*** Opening Text segment ***

NOTICE to all concerned.

I am delaying sending the donations to the Braden family.

I am awaiting the delivery of a donation from Crazy Pete (it is enroute), and the donation of SouthTownRacer of his winnings from the Pigeon Talk Classic one loft race. I am unsure if it is coming directly from Nomad Loft or from SouthTownRacer after he receives it from Nomad Lofts.

I do not want to send the money to the Braden family twice. So I will await delivery to me, of those two donations. Then I will send a money order to the Braden family.


----------



## ssyyb2 (Sep 4, 2011)

Thank you for taking control of the puck for this mr. Freak you have made god and more importantly the Braden family smile!


----------



## Josepe (Jan 10, 2011)

Thanks for the update Walt.When I talked to Matt by PM last week he said his is supposed to sent to you directly from Nomad.Hopefully more members has stepped up and donated atleast something since we talked last.


----------



## conditionfreak (Jan 11, 2008)

Donations promised (but not all received yet), are:

Updated 11-22-13

$10
$15
$25 
$25
$30
$50
$100 (not yet received)

I thought there would be more. But like I said before. Times are tough for many.

We probably should have did some kind of bird auctions or sales. But alas. We did not.

I will let everyone know the final total when I receive all donations. I won't let this go on too long. At some point we just have to move on.


----------



## SouthTown Racers (Jan 14, 2009)

conditionfreak said:


> Donations promised (but not all received yet), are:
> 
> $10
> $15
> ...


I PMd back and forth with Nomad, and he said he would Paypal ConditionFreak (Walt) with his upcoming paycheck. Walt, Let me know when you get it...

*** Closing Text segment ***

Task prompt: List every username that heads a post in the forum thread about donations for the Braden family. The items below are drawn from a separate source and are unrelated to the thread.

*** Opening Input data ***

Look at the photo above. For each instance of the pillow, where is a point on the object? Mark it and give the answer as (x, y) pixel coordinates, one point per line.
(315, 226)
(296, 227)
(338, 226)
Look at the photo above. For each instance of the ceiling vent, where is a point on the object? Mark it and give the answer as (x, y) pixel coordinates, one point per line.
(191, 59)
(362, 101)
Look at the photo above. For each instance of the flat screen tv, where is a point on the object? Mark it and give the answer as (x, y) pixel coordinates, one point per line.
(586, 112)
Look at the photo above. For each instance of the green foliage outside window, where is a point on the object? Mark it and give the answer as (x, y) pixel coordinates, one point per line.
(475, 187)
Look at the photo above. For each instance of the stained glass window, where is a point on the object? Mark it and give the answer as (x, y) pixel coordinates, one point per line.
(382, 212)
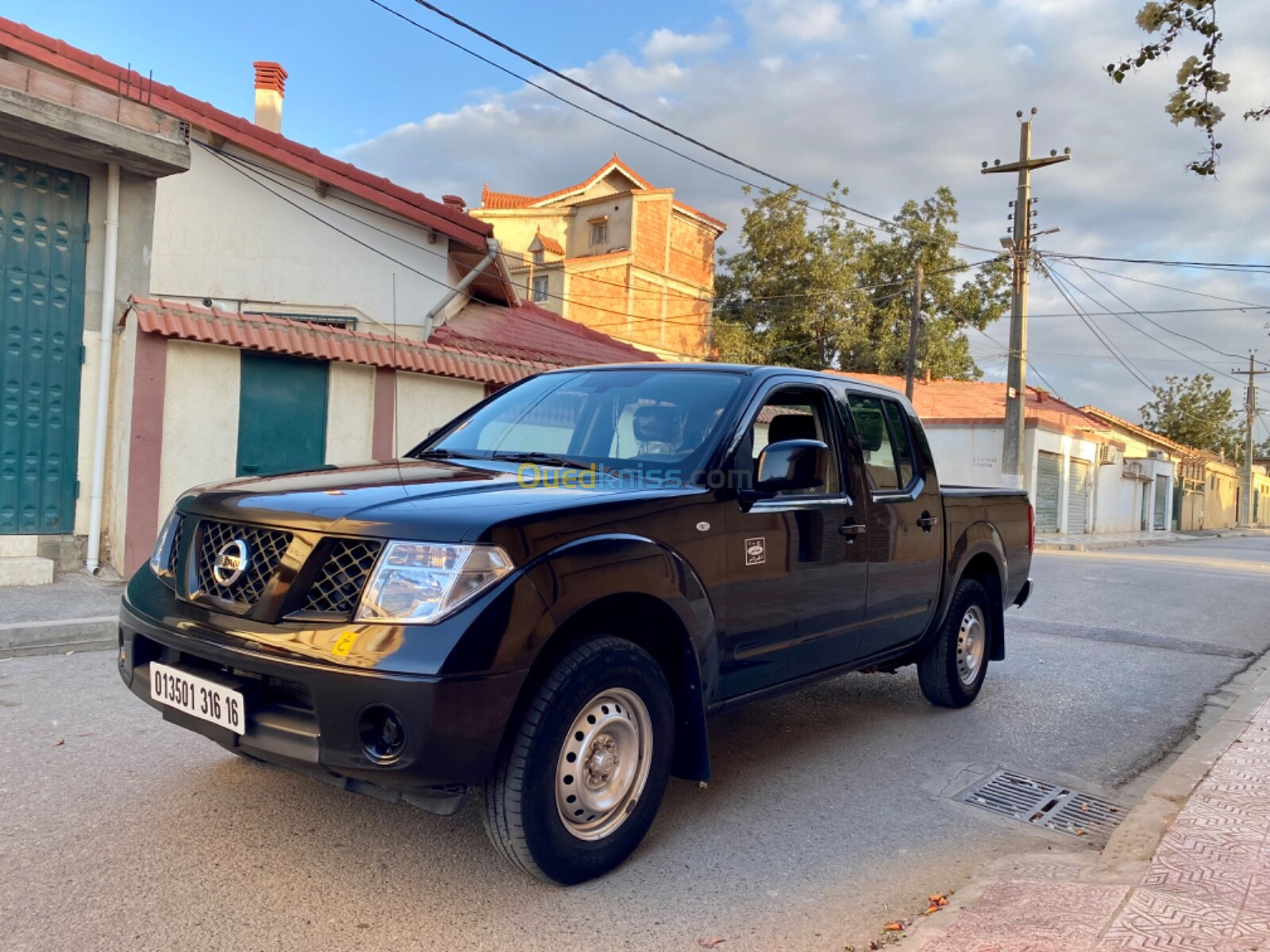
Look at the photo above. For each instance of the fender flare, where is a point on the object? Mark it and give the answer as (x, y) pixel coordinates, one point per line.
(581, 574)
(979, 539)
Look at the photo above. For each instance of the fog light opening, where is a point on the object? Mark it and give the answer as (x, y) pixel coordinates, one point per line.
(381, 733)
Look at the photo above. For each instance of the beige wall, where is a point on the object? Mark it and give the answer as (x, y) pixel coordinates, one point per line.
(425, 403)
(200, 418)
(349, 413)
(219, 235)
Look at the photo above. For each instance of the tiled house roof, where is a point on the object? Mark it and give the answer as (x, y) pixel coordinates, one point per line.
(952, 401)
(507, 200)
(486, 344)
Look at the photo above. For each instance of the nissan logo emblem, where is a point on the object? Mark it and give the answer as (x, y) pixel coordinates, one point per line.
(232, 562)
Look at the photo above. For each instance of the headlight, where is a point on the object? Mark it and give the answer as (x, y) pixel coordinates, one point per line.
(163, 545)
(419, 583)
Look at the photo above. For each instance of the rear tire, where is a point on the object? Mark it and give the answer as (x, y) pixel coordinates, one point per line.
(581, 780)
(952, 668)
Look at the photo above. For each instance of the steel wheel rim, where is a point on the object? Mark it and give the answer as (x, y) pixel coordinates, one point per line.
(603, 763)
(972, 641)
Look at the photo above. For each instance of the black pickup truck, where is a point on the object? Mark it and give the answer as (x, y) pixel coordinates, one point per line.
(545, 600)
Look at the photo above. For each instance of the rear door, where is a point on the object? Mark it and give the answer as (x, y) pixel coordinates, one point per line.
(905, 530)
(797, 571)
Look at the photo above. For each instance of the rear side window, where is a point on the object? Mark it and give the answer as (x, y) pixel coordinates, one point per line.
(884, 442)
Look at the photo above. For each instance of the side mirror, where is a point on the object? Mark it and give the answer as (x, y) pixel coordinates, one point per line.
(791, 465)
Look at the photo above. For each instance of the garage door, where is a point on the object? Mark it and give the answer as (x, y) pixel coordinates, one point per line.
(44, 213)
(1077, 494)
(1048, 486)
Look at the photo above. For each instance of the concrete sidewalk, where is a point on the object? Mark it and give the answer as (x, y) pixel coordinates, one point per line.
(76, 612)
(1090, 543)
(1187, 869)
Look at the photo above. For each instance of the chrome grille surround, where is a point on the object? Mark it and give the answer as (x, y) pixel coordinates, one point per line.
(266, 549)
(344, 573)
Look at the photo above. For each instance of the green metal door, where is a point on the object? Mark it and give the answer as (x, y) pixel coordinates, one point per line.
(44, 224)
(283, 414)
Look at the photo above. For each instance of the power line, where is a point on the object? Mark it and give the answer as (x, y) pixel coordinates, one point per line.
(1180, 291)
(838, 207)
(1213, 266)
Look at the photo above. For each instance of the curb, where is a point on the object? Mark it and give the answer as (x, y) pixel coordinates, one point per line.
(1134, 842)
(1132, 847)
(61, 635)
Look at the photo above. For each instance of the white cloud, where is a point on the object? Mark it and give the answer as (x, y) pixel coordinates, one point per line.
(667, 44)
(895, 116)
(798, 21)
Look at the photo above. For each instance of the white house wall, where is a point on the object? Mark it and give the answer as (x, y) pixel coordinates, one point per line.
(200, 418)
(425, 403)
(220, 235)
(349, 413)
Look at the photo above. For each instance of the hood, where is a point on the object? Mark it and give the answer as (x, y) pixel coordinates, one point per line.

*** Closing Input data ***

Written solution:
ssyyb2
Josepe
conditionfreak
SouthTown Racers